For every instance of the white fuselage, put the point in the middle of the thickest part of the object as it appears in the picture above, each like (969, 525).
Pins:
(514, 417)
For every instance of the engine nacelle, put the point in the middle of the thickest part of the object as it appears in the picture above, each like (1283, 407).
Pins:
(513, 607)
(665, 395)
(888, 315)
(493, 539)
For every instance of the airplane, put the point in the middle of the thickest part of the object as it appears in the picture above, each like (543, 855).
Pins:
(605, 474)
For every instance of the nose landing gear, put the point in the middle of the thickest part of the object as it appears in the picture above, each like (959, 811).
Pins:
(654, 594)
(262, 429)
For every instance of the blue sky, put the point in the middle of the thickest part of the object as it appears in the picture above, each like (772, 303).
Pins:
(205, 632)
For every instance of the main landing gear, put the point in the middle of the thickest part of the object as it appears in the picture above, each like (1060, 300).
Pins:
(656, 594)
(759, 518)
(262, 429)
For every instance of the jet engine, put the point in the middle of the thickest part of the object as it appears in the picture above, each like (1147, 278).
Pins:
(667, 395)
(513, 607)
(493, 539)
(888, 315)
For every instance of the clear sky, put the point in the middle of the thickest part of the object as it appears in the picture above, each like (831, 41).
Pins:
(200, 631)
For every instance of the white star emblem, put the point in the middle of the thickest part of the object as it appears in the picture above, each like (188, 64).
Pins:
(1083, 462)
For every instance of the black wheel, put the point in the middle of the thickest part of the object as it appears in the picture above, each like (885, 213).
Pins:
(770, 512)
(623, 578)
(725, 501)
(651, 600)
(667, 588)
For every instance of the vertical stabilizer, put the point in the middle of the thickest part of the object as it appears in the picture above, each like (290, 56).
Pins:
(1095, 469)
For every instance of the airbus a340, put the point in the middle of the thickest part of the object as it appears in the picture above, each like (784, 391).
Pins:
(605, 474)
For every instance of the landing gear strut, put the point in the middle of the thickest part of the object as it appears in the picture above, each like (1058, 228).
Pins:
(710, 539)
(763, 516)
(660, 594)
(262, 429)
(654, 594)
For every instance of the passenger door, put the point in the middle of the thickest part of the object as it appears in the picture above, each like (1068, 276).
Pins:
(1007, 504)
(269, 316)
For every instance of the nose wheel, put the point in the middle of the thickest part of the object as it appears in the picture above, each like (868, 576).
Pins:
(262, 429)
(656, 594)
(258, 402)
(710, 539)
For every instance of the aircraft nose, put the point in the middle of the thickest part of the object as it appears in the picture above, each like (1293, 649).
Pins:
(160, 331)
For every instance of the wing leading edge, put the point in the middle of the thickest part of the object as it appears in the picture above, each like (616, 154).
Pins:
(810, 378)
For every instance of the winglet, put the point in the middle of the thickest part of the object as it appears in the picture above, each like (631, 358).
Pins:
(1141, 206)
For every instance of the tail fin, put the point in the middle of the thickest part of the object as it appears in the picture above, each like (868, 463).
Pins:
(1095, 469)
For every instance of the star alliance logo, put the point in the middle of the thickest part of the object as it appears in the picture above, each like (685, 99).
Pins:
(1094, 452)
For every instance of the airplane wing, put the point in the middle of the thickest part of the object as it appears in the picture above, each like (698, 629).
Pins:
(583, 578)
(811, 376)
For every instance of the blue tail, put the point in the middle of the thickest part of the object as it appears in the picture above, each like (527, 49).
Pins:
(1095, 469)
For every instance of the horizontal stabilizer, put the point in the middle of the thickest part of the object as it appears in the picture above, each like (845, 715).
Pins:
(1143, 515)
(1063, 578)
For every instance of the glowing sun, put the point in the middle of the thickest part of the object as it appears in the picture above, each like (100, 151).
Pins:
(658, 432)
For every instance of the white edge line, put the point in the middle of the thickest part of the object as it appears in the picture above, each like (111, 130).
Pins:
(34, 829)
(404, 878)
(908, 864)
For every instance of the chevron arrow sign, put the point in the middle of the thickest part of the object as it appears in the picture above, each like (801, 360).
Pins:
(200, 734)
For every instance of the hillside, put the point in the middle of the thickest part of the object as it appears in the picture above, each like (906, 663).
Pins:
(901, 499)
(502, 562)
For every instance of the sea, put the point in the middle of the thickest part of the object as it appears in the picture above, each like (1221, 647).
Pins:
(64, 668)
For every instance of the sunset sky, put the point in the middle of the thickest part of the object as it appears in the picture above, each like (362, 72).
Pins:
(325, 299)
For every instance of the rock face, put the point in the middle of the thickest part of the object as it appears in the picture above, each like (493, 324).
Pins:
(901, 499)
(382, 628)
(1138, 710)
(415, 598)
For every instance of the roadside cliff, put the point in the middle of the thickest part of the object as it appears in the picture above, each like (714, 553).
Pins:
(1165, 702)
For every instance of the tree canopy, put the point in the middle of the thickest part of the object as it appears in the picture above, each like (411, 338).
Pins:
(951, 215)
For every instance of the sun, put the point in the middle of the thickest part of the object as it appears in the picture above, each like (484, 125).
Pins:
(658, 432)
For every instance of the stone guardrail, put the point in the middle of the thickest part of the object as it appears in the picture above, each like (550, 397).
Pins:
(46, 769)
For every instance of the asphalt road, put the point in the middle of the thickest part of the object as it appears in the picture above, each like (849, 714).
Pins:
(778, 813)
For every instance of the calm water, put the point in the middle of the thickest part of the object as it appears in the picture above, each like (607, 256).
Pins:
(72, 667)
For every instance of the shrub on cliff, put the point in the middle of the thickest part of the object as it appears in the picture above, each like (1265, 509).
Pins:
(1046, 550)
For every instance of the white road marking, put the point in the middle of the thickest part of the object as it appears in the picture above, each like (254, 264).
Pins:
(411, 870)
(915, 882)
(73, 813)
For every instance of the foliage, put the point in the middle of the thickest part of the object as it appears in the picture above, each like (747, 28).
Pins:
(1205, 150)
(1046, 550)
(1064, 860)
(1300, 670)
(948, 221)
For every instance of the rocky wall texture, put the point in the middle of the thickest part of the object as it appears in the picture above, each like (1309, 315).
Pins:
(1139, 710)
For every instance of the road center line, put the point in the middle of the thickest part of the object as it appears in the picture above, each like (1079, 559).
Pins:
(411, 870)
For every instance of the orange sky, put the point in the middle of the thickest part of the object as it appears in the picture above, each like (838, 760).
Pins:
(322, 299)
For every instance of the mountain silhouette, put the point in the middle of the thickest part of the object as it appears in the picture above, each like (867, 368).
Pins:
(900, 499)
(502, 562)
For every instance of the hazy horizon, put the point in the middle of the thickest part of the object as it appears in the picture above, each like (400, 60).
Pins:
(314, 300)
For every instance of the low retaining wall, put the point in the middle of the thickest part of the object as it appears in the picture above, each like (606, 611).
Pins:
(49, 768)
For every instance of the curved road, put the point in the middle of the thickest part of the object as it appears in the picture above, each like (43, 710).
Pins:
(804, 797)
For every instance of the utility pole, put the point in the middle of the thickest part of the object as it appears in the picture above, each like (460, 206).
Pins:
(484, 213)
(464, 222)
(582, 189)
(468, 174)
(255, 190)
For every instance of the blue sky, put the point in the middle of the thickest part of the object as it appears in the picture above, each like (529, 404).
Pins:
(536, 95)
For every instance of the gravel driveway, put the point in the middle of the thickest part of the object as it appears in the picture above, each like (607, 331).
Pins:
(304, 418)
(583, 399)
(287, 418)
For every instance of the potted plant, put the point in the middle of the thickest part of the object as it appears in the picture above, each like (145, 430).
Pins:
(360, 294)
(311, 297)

━━━━━━━━━━━━━━━━

### Work instruction
Reproduce all of the material above without alteration.

### Reply
For every instance of the white fuselage, put the point in the middle of the thickest part of the object as it appears in the picture above, each like (969, 525).
Pins:
(514, 417)
For every instance of the engine nacelle, put the point in the middle of the thickest part of the object as it appears in the picture above, each like (1283, 407).
Pins:
(513, 607)
(665, 395)
(888, 315)
(493, 539)
For every instance of the airplane, put the point in the middle of the thickest part of the object as it appears in the picture above, each like (543, 855).
Pins:
(605, 474)
For every instance of the nose landing gear, put the point in the middle of the thickest part of the object as it appears in the picture above, each like (959, 811).
Pins:
(654, 594)
(262, 429)
For every instance of the blue sky, put the point in the middle of the thickest part of the object as it appears in the picture above, each like (772, 303).
Pins:
(205, 632)
For every instance of the main landing gear, put the point in the middle of the thickest part of the object as it appears in the picture above, each like (1060, 300).
Pins:
(656, 594)
(759, 518)
(262, 429)
For every instance of the jet engine, put the point in the middle of the thickest part of the object as it appears in the picture above, each like (1147, 278).
Pins:
(667, 395)
(513, 607)
(493, 539)
(888, 315)
For every instance of the clear sky, put the point in the middle of the thickest part of the object as it appears in the picture above, each like (831, 41).
Pins:
(200, 631)
For every instance of the white star emblem, put the point in the middle of the thickest part of the object as it appears in the picture above, each like (188, 64).
Pins:
(1083, 462)
For every instance of the black wheel, put the point in the middle of the thickest part of the object as it appears in the picture above, each like (885, 213).
Pins:
(770, 512)
(623, 578)
(725, 501)
(651, 600)
(667, 588)
For every instance of the vertical stabilizer, put the point in the middle of the thickest part of the object as it appears in the picture above, each like (290, 56).
Pins:
(1095, 469)
For every instance of the airbus a340, put the point in the middle of the thickest part of the object as it appears in the picture above, each like (784, 391).
Pins:
(605, 474)
For every instance of the landing gear strut, put the point in the middle of the thickest part of the object as it appears in the picture above, each like (1058, 228).
Pins:
(710, 539)
(763, 516)
(660, 594)
(262, 429)
(654, 594)
For every instance of the passenger door, put the point in the middle of the thickest part of the object as it appears in the picture above, each like (1068, 276).
Pins:
(1007, 504)
(269, 316)
For every instance of the nose wheel, put the point in the middle of the thickest part of the object as it appears in the picture above, each like (868, 576).
Pins:
(262, 429)
(656, 594)
(258, 402)
(710, 539)
For every instance of the aircraft nose, put the point in the middle of the thickest part of the object as it appears in the picture above, each like (1293, 649).
Pins:
(160, 331)
For every instance of the wing leading edge, put the point in the middle of the thickest part of the object as it appears in the picture above, each like (616, 154).
Pins:
(810, 378)
For every instance of the winglet, put the point in the middle of the thickest part of the object as it appears in the picture above, each like (631, 358).
Pins:
(1141, 206)
For every instance of the tail fin, put the point in the middle of the thickest part of the object as it appears in the picture above, each like (868, 463).
Pins:
(1095, 469)
For every instance of the star alliance logo, put the point in the middle of the thickest part of the object as it appears in the picture above, each like (685, 99).
Pins:
(1094, 452)
For every instance of the airplane wing, put the point in the middle of the thickest part of the object as it appears in the picture above, each like (698, 629).
Pins:
(583, 578)
(811, 376)
For every instance of the blue tail, put the point in the middle of the thickest part of the object as it appears in the picture above, each like (527, 49).
Pins:
(1095, 469)
For every instance of the horizontal stabilizer, put the point in the middle of the thickest part of the object as it appears in the picture above, each like (845, 715).
Pins:
(1143, 515)
(1063, 578)
For every instance of the glowing sun, put the point in the middle of the thickest part of the object as it appears in the picture above, each like (100, 151).
Pins:
(658, 432)
For every instance of the white edge line, put the point in the middle of the thickest part of the object as it appears in the picture above, each like (111, 130).
Pins:
(34, 829)
(404, 878)
(908, 864)
For every instance of the chevron arrow sign, put the point in the middle of the thickest part of the object as it appears in the picture above, each like (801, 360).
Pins:
(200, 734)
For every instance of the hillside, put the point in the middle of the thickest part of the object as it appears in the picture above, each like (906, 663).
Pins:
(901, 499)
(502, 562)
For every instance of the sea, put the point in the middle of the thickest part of the object as it appears in the picture above, each like (1221, 647).
Pins:
(64, 668)
For every instance of the sunset sky, put the point in the middle of the thickest part of the object as it appears in the picture above, each like (362, 72).
Pins:
(325, 299)
For every instance of the rock face, put the point in the middle of the thickest part of the object as it appears in the picture above, each like (493, 324).
Pins:
(901, 499)
(382, 628)
(1138, 710)
(415, 598)
For every instance of the roadside cliff, put the point in the middle of the thickest part of the object as it appears in the picture above, each like (714, 553).
Pins:
(1165, 702)
For every instance of the tree canopy, put the point in the middle of the thickest part of the object as it appears in the picture above, each like (411, 338).
Pins:
(951, 215)
For every instance of the sun, put the point in the middle of the thickest part of the object as it appears in the picture above, each like (484, 125).
Pins:
(658, 432)
For every instance of the stone guardrail, put the point in the middle of the thickest part of the object as it appears in the picture above, each like (550, 397).
Pins:
(46, 769)
For every instance of the asphalt road, put the point in the middle of the thickest part of the object as it appears in the picture above, each like (849, 714).
Pins:
(778, 813)
For every instance of the calm water, put the point in the middle of the thickest part of the object as it appears in the picture above, each like (607, 256).
Pins:
(72, 667)
For every instance of the shrub on cliff, put the point in the middle of the thickest part of the object as it appears in the picture above, each like (1265, 509).
Pins:
(1046, 550)
For every instance of the white road marking, put the point in the middle of the thickest part of the object as it appears in the picture above, each like (254, 264).
Pins:
(411, 870)
(915, 882)
(73, 813)
For every instance of the foliage, put the point in the middle of the thickest part of the object as it appears in the picture above, each like (747, 28).
Pins:
(1205, 150)
(1046, 550)
(1064, 860)
(1300, 670)
(948, 221)
For every instance of the rocky wall texture, put the point in the middle of the thickest part of the object as it appears in the picture above, each like (1309, 315).
Pins:
(1139, 710)
For every instance of the road center line, put the point in the middle of the thickest part of the object as it appears in the picture above, each like (1079, 559).
Pins:
(411, 870)
For every instance of the orange sky, put the point in the middle of the thickest part of the object as it appears in the picture above, each like (838, 760).
Pins:
(322, 299)
For every instance of the mountain silhouette, put the point in the middle of the thickest part of the object as it appears in the picture above, each like (867, 368).
Pins:
(900, 499)
(502, 562)
For every instance of the hazy horizon, put the point in the middle of the thickest part of the object as it appears in the picture above, each like (400, 60).
Pins:
(314, 300)
For every instance of the low retaining wall, put the point in the middle of the thickest part of the object as it appears in the picture above, each like (606, 611).
Pins:
(49, 768)
For every instance of the curved road, put the point in the middle of the thickest part of the object as it appears in the picture above, each like (43, 710).
Pins:
(804, 797)
For every instance of the utility pole, put the point in the middle of the thickest part of the object as it appears in the picture above, each like (460, 206).
Pins:
(484, 213)
(464, 222)
(582, 189)
(468, 174)
(255, 190)
For every instance of the blue sky, put the point in the middle of the thickest part of the object as it appears in the picture above, each like (529, 404).
Pins:
(536, 95)
For every instance of the gravel driveway, put the point in the middle of the thickest part of the object as it appears in the picture above, each like (607, 331).
Pins:
(304, 418)
(583, 399)
(287, 418)
For every instance of the potted plant, put the point in the middle of the thickest part of the object as it appears in the picture above, each like (145, 430).
Pins:
(360, 294)
(311, 297)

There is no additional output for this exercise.